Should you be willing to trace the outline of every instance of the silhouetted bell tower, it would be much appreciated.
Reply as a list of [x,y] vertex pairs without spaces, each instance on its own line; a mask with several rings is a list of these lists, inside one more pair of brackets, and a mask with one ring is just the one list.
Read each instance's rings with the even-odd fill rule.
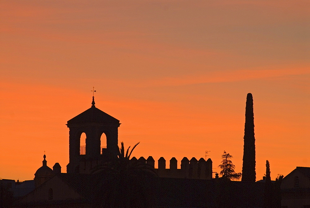
[[[90,169],[95,169],[102,161],[113,161],[117,157],[118,128],[121,124],[118,120],[96,108],[94,98],[93,96],[90,108],[68,121],[66,124],[69,128],[67,173],[80,173],[81,170],[84,170],[84,173],[90,172]],[[85,153],[81,153],[80,139],[83,133],[86,135],[86,145]],[[106,149],[104,150],[100,149],[103,134],[107,138]],[[80,166],[84,167],[80,168]]]

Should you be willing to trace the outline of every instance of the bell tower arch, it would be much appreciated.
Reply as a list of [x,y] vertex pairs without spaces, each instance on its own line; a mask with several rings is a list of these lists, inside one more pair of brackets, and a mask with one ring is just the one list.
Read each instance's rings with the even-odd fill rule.
[[[69,129],[68,173],[78,172],[81,162],[84,163],[84,168],[87,168],[85,163],[90,162],[91,169],[98,161],[112,161],[117,157],[119,121],[96,108],[93,96],[90,108],[68,121],[66,124]],[[83,133],[86,135],[85,147],[80,146]],[[106,137],[106,147],[101,146],[103,134]],[[106,149],[103,150],[103,147]]]

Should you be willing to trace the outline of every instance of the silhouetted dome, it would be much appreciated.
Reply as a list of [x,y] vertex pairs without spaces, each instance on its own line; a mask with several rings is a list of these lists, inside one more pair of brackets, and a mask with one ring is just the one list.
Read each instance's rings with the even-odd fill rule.
[[46,156],[45,155],[43,156],[43,158],[44,159],[42,162],[43,165],[42,167],[39,168],[36,171],[36,173],[34,174],[34,176],[48,176],[52,175],[54,175],[54,172],[53,170],[51,169],[46,165],[47,161],[45,160]]
[[48,166],[42,166],[38,169],[34,174],[34,176],[51,175],[53,175],[54,172],[51,168]]

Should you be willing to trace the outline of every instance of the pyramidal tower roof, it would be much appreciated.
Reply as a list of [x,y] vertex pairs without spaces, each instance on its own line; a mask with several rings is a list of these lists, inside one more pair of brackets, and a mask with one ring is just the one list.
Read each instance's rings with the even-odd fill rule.
[[119,126],[120,124],[119,120],[95,107],[94,96],[93,96],[90,108],[68,121],[67,125],[96,123],[103,124],[118,125]]

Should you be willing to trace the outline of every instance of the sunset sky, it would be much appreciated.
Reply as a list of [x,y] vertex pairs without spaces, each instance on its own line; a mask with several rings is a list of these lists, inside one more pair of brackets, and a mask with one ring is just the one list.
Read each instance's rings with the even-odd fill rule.
[[137,158],[179,168],[207,150],[219,172],[225,150],[241,172],[250,92],[257,180],[266,160],[273,180],[310,166],[309,14],[308,0],[2,0],[0,177],[33,179],[44,151],[65,172],[65,124],[93,86]]

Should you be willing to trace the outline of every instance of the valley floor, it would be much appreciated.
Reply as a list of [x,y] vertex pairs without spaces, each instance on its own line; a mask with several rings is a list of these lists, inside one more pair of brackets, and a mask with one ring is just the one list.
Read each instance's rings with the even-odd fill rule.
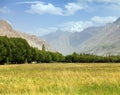
[[0,95],[120,95],[120,64],[1,65]]

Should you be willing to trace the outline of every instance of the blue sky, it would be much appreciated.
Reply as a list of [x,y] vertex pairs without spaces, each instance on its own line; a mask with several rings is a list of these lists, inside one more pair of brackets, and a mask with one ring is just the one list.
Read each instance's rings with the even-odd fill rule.
[[120,0],[0,0],[0,19],[14,29],[44,35],[82,31],[120,16]]

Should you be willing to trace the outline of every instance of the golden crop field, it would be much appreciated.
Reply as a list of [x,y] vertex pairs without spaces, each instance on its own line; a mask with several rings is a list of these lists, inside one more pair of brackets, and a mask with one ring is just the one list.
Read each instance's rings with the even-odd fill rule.
[[0,95],[120,95],[120,64],[1,65]]

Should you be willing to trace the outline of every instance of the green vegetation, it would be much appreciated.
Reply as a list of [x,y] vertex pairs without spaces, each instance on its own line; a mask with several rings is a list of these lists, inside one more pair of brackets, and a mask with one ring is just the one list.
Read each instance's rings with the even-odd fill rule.
[[97,56],[91,54],[77,54],[63,56],[58,52],[49,52],[42,45],[42,50],[30,47],[25,39],[0,37],[0,64],[23,63],[114,63],[120,62],[120,56]]
[[41,62],[62,62],[64,56],[58,52],[45,51],[30,47],[25,39],[0,37],[0,64],[21,64]]
[[120,64],[2,65],[0,95],[120,95]]

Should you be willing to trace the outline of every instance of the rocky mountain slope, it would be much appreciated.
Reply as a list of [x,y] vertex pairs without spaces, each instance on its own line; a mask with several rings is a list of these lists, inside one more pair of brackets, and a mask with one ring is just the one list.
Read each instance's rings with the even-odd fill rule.
[[[58,32],[52,34],[54,35],[58,35]],[[48,41],[50,37],[51,34],[48,34],[43,38]],[[73,52],[97,55],[120,54],[120,18],[105,26],[89,27],[81,32],[61,32],[48,42],[65,55]]]
[[46,50],[54,51],[44,40],[34,35],[29,35],[23,32],[18,32],[14,30],[12,26],[4,20],[0,20],[0,36],[21,37],[23,39],[26,39],[29,45],[32,47],[36,47],[41,50],[42,45],[44,44],[46,47]]
[[79,46],[77,52],[93,53],[98,55],[120,54],[120,18],[106,24],[94,37]]

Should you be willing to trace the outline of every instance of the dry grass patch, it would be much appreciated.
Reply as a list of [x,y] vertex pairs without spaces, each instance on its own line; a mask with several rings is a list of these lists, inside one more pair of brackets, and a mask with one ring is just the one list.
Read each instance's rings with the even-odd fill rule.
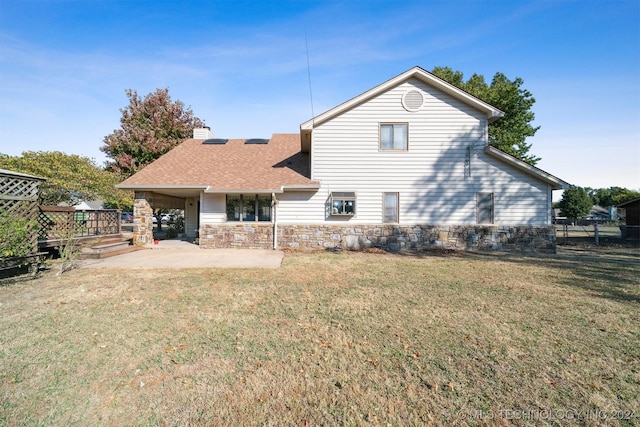
[[[0,424],[638,416],[637,261],[287,254],[277,270],[78,270],[5,285]],[[606,422],[638,423],[627,418]]]

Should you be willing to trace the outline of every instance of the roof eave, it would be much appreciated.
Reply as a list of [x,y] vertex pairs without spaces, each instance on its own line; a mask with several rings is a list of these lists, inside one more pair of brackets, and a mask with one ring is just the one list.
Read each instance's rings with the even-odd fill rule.
[[476,98],[475,96],[471,95],[470,93],[467,93],[465,91],[463,91],[462,89],[459,89],[458,87],[452,85],[451,83],[448,83],[447,81],[434,76],[433,74],[429,73],[428,71],[420,68],[420,67],[413,67],[408,71],[405,71],[402,74],[399,74],[389,80],[387,80],[386,82],[372,88],[369,89],[368,91],[361,93],[360,95],[351,98],[350,100],[343,102],[342,104],[325,111],[324,113],[313,117],[310,120],[307,120],[306,122],[302,123],[300,125],[300,131],[305,131],[305,130],[313,130],[314,127],[321,125],[322,123],[332,119],[333,117],[336,117],[340,114],[342,114],[345,111],[348,111],[349,109],[367,101],[370,98],[373,98],[374,96],[379,95],[380,93],[383,93],[387,90],[389,90],[392,87],[397,86],[398,84],[410,79],[410,78],[417,78],[419,80],[422,80],[428,84],[430,84],[431,86],[434,86],[435,88],[448,93],[449,95],[453,96],[454,98],[457,98],[463,102],[465,102],[468,105],[473,106],[474,108],[482,111],[486,116],[487,116],[487,120],[489,122],[493,122],[497,119],[499,119],[500,117],[504,116],[504,112],[495,108],[494,106],[482,101],[479,98]]
[[484,148],[484,152],[488,155],[491,155],[497,159],[502,160],[505,163],[508,163],[517,169],[520,169],[524,172],[527,172],[529,175],[532,175],[538,178],[541,181],[546,182],[551,186],[553,190],[566,190],[571,186],[566,181],[561,180],[557,176],[551,175],[549,172],[545,172],[540,168],[530,165],[529,163],[523,162],[522,160],[513,157],[509,153],[505,153],[504,151],[493,147],[491,145],[487,145]]
[[205,190],[209,188],[208,185],[166,185],[166,184],[148,184],[148,185],[136,185],[136,184],[118,184],[116,188],[121,190]]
# # # # #
Stated task:
Identify and copy every line of the records above that contains the word "tower". Case counts, so match only that exact capitalization.

Response for this exercise:
Should you be willing to trace the outline of every instance of the silhouetted bell tower, it would be much appreciated.
Should you be willing to trace the outline of every instance of the bell tower arch, it would be much appreciated.
Should you be willing to trace the outline of every instance of the pyramidal tower roof, it would be much appreciated.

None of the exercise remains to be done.